START Records for the task

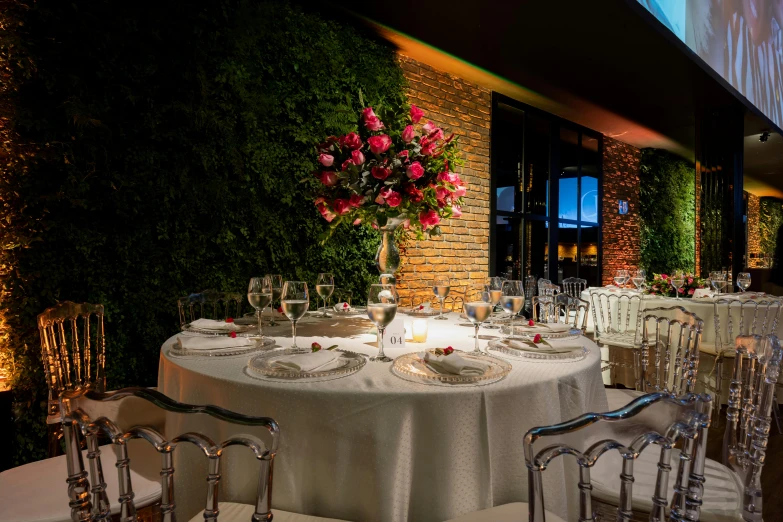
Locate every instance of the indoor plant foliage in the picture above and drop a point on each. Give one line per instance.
(661, 285)
(393, 167)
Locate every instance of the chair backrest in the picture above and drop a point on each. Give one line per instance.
(751, 394)
(616, 312)
(209, 304)
(670, 350)
(574, 286)
(735, 317)
(73, 347)
(127, 414)
(668, 421)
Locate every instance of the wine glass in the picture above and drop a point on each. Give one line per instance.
(478, 312)
(259, 295)
(295, 302)
(677, 280)
(440, 288)
(381, 309)
(743, 280)
(277, 291)
(513, 299)
(325, 287)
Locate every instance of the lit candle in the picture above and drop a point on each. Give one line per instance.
(419, 330)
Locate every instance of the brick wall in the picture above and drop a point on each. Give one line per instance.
(621, 233)
(463, 249)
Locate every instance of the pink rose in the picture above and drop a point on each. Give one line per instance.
(408, 134)
(342, 206)
(328, 178)
(379, 144)
(380, 173)
(394, 199)
(351, 141)
(429, 217)
(326, 160)
(416, 114)
(415, 170)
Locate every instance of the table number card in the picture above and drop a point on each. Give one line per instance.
(394, 335)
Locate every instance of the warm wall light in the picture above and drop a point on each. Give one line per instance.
(419, 330)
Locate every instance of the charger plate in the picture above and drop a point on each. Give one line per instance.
(502, 348)
(260, 344)
(262, 365)
(411, 368)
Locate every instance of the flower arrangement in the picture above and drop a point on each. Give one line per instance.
(661, 285)
(391, 167)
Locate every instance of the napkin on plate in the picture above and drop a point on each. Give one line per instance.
(452, 364)
(211, 324)
(308, 362)
(189, 342)
(542, 347)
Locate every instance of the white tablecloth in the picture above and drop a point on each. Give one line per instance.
(371, 446)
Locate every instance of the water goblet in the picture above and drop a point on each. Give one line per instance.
(381, 309)
(295, 302)
(440, 288)
(743, 280)
(277, 291)
(325, 286)
(259, 295)
(513, 299)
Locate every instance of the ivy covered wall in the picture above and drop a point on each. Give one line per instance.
(153, 150)
(667, 211)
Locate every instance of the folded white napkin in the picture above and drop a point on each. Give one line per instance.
(191, 342)
(308, 362)
(211, 324)
(542, 347)
(453, 364)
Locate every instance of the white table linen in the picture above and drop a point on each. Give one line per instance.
(373, 447)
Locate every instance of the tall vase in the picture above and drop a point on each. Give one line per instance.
(387, 259)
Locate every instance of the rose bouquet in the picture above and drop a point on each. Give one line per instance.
(661, 285)
(392, 167)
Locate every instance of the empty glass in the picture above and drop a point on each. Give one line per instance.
(743, 280)
(295, 302)
(677, 280)
(440, 288)
(277, 290)
(325, 286)
(513, 299)
(259, 295)
(381, 309)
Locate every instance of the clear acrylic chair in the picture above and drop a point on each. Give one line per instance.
(209, 304)
(73, 348)
(139, 413)
(757, 363)
(668, 356)
(574, 286)
(734, 317)
(595, 438)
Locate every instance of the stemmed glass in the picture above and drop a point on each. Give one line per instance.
(277, 291)
(513, 299)
(325, 287)
(743, 280)
(295, 302)
(381, 309)
(677, 280)
(259, 295)
(441, 288)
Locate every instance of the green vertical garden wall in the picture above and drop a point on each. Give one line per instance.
(155, 149)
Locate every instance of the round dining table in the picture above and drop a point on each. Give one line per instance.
(372, 446)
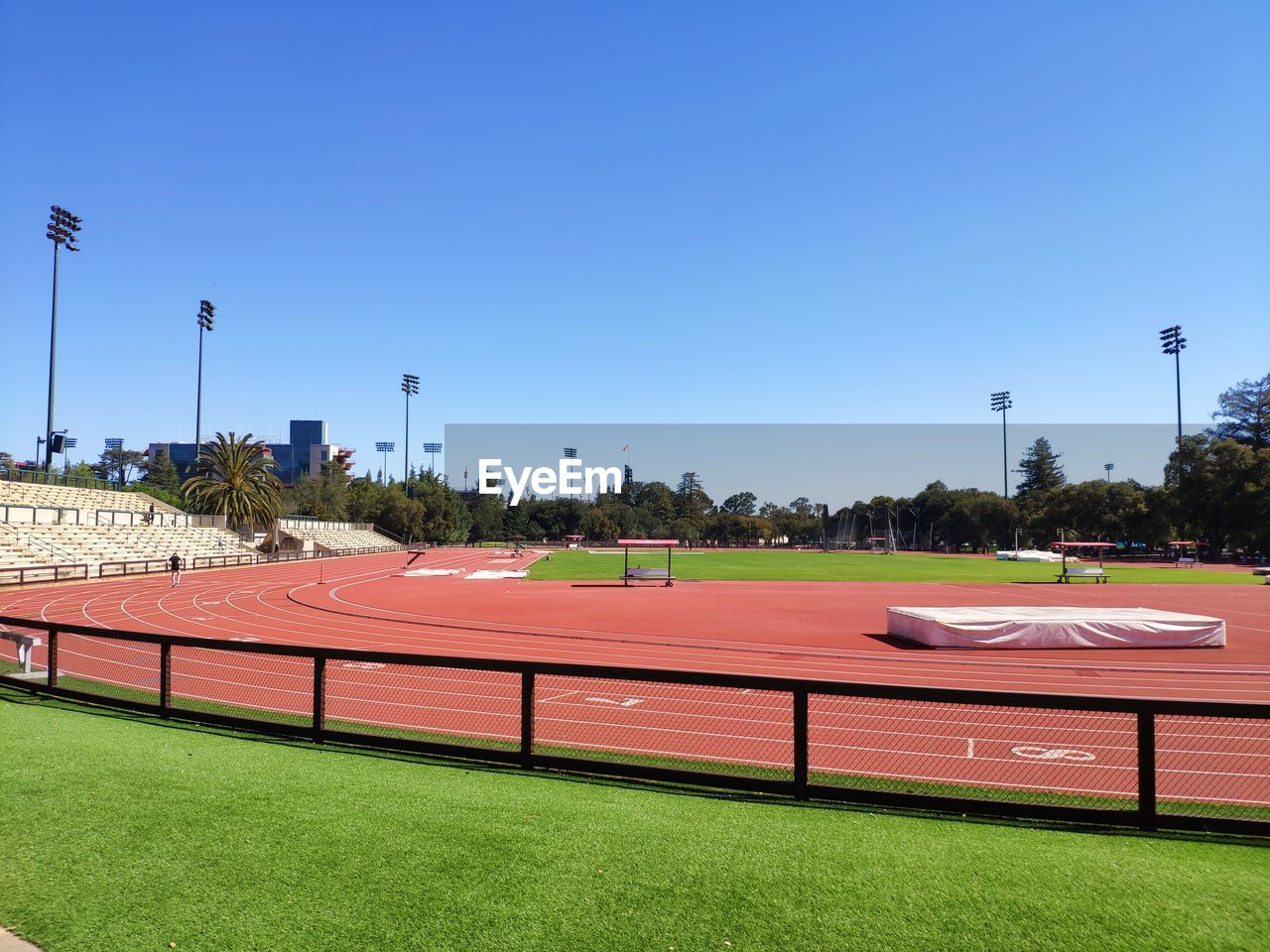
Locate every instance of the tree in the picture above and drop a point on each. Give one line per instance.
(162, 474)
(234, 477)
(803, 508)
(1042, 470)
(1245, 414)
(322, 495)
(1219, 493)
(118, 465)
(486, 513)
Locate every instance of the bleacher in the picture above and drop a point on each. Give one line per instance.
(119, 543)
(331, 537)
(51, 525)
(49, 499)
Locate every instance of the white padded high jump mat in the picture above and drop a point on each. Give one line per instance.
(1037, 627)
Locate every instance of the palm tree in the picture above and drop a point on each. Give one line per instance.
(234, 477)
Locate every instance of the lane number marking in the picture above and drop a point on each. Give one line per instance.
(1052, 754)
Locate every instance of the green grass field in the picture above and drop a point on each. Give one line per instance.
(842, 566)
(125, 833)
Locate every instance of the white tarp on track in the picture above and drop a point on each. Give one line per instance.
(1029, 627)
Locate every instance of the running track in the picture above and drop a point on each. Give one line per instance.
(828, 631)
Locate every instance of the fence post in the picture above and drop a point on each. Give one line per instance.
(164, 678)
(527, 719)
(53, 657)
(318, 697)
(1147, 770)
(801, 744)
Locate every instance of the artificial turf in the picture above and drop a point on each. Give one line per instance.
(756, 565)
(128, 833)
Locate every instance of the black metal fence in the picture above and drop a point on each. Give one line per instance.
(1132, 762)
(23, 574)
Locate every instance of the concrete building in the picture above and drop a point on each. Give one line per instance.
(308, 449)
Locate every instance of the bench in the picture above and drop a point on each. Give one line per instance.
(26, 643)
(1089, 571)
(648, 575)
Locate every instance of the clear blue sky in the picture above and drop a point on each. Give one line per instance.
(730, 212)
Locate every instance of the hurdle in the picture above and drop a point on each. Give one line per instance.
(1188, 552)
(27, 644)
(630, 574)
(1098, 574)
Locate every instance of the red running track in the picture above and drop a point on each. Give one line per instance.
(828, 631)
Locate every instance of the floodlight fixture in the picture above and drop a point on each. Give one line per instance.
(385, 447)
(411, 388)
(206, 318)
(62, 230)
(432, 449)
(1001, 403)
(1173, 343)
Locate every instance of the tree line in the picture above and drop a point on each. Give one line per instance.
(1214, 489)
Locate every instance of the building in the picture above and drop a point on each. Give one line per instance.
(308, 449)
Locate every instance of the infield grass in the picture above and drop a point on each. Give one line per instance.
(125, 832)
(785, 565)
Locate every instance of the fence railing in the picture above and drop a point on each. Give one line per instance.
(1147, 763)
(312, 524)
(24, 574)
(146, 566)
(22, 474)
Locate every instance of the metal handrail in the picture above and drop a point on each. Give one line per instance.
(801, 779)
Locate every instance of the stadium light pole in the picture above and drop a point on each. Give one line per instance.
(432, 449)
(1000, 404)
(117, 443)
(409, 386)
(385, 447)
(570, 453)
(62, 231)
(1173, 341)
(206, 318)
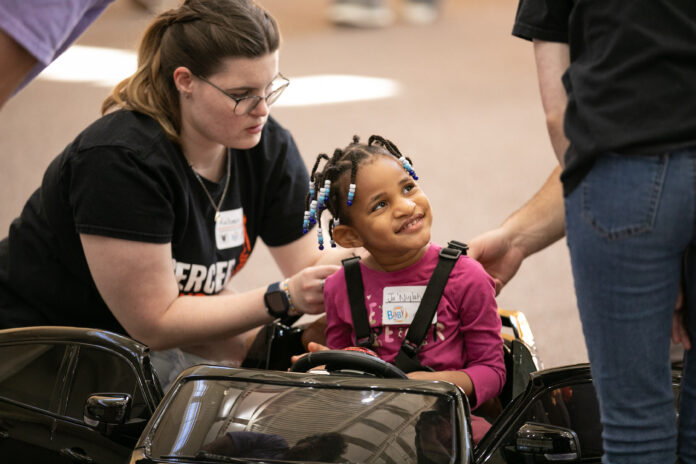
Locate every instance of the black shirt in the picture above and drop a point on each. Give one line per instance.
(631, 83)
(123, 178)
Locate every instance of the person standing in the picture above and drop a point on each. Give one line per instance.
(623, 123)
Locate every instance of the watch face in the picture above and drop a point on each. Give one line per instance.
(276, 301)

END Records for the task

Reproduce every line from the one holding "Locate every instance of the fence railing" through the end of the material, both ends included and requests unchanged, with each point coordinate in the answers multiplied by 0.45 and rounded to a whole number, halves going up. Omit the pictures.

Locate every instance of the fence railing in the picture above and drop a point on each. Give one line per instance.
(516, 343)
(140, 236)
(11, 258)
(66, 255)
(10, 213)
Locate every instance of the metal handrail in the picture above and drop a point on each. Give one line per instance.
(360, 351)
Locate every instance of the stadium light pole in the picture above and drop a point on each. Give one line per instance.
(194, 202)
(450, 182)
(53, 199)
(184, 174)
(173, 201)
(257, 204)
(28, 104)
(528, 153)
(93, 143)
Locate every instance of the black shirt in the picture above and drop a point on each. Give one line per instance.
(284, 37)
(55, 80)
Locate every instance of the person standing in the picture above and drop a point on each. Give one line per instance.
(280, 55)
Locate every instance of the watch face in the picture above and drop a point on each. Give one line per instance.
(124, 135)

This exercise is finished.